*WRITTEN PROBLEM*
Every entry that follows needs to be repeated exactly.

*RECORDS FOR PROCESSING*
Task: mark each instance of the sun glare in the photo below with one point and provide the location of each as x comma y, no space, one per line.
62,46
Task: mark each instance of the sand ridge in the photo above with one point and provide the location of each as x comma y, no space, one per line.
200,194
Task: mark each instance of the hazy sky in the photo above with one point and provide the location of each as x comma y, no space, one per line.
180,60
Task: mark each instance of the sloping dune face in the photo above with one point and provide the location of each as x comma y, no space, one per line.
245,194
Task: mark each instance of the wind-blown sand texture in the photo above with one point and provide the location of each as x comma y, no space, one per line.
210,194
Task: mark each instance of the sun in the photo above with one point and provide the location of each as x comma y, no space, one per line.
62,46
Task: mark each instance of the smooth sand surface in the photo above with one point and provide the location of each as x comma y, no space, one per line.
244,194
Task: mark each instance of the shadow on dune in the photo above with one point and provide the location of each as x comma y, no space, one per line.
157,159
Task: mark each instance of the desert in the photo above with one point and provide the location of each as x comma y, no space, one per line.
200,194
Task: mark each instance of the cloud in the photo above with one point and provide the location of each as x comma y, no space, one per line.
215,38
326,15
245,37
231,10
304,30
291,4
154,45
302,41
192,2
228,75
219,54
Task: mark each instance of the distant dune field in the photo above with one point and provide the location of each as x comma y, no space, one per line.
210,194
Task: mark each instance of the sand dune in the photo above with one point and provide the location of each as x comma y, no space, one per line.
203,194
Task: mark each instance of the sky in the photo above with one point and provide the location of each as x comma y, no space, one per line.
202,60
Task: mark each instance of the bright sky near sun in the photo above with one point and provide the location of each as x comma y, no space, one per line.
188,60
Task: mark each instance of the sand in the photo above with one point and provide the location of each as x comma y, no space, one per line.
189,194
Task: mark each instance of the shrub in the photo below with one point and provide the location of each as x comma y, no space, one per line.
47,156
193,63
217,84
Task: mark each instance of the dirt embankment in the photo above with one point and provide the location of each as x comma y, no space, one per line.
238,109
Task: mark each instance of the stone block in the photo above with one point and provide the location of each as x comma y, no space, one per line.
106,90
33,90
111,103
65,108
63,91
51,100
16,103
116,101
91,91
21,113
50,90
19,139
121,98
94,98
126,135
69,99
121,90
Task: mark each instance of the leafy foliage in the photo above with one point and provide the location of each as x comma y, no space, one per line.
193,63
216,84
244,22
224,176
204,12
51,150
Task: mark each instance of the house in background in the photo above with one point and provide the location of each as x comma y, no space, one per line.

*CORRECT RESPONSE*
Task: mark each instance of the sun glare in the photo below with one point and provide the location of each as x comma y, no space, one per line.
62,46
Task: mark each instance of the sand ridge in the photo above with one point and provide the location of each as x comma y, no space, one per line.
200,194
Task: mark each instance of the hazy sky in the photo above with one point and provide the location of each as x comma y, no space, one per line.
180,60
Task: mark each instance of the sloping dune face in the photo above with one point and provide the location of each as x comma y, no space, one per line.
245,194
Task: mark each instance of the wind-blown sand texture in the photo above with one point and provide the location of each as x comma y, no space, one per line.
210,194
Task: mark each instance of the sun in the photo above with one point and provide the location of each as x comma y, no space, one per line.
62,46
Task: mark each instance of the smooth sand surface in the photo above with one point and provide the location of each as x comma y, no space, one per line.
244,194
Task: mark each instance of the shadow on dune in the photo above with one point and provide the location of each as x comma y, no space, one per line.
157,159
Task: mark each instance of the desert in the photo above with one point and provide the location of each as x comma y, no space, one per line.
200,194
Task: mark each instance of the cloud in the photo above with one point and provide the location of each as x comma y, no space, one per line.
215,38
326,15
245,37
231,10
304,30
291,4
154,45
302,41
192,2
228,75
219,54
Task: mark each instance of the distant dune field in the photo above with one point and provide the location of each as x comma y, no space, one per line.
210,194
Task: mark each instance of the sand dune in the photo above with one point and provide the location of each as x comma y, no space, one per line.
203,194
Task: mark each instance of the sky in the photo above with one point and provide the location of each as x comma y, no space, one per line.
202,60
Task: mark each instance of the bright sky near sun in the photo above with one point and provide the location of each as x comma y, no space, one per line.
188,60
Task: mark each instance of the sand in the photo above with one point and provide the location of each as x comma y, no space, one per line.
189,194
Task: mark each instance of the shrub in the photo below with one point and provide the location of each as x comma y, no space, one per line.
47,156
193,63
217,84
Task: mark each instance of the dirt embankment in the photo above with one point and provide the location of each as x comma y, no space, one per line.
238,109
Task: mark each instance of the stone block in the photo above with one point and provide the location of each as x comma y, no space, one per line.
106,90
33,90
111,103
65,108
63,91
51,100
16,103
116,101
91,91
21,113
50,90
19,139
121,98
94,98
126,135
69,99
121,90
Task: mark each instance of the leafy foliage in the photo above with one point and provide the location of each as x comma y, no space, one per line.
193,63
216,84
244,22
224,176
204,12
51,150
Task: mark each instance of the house in background in the photo above with one point and provide the location of each as x comma y, no space, one per line.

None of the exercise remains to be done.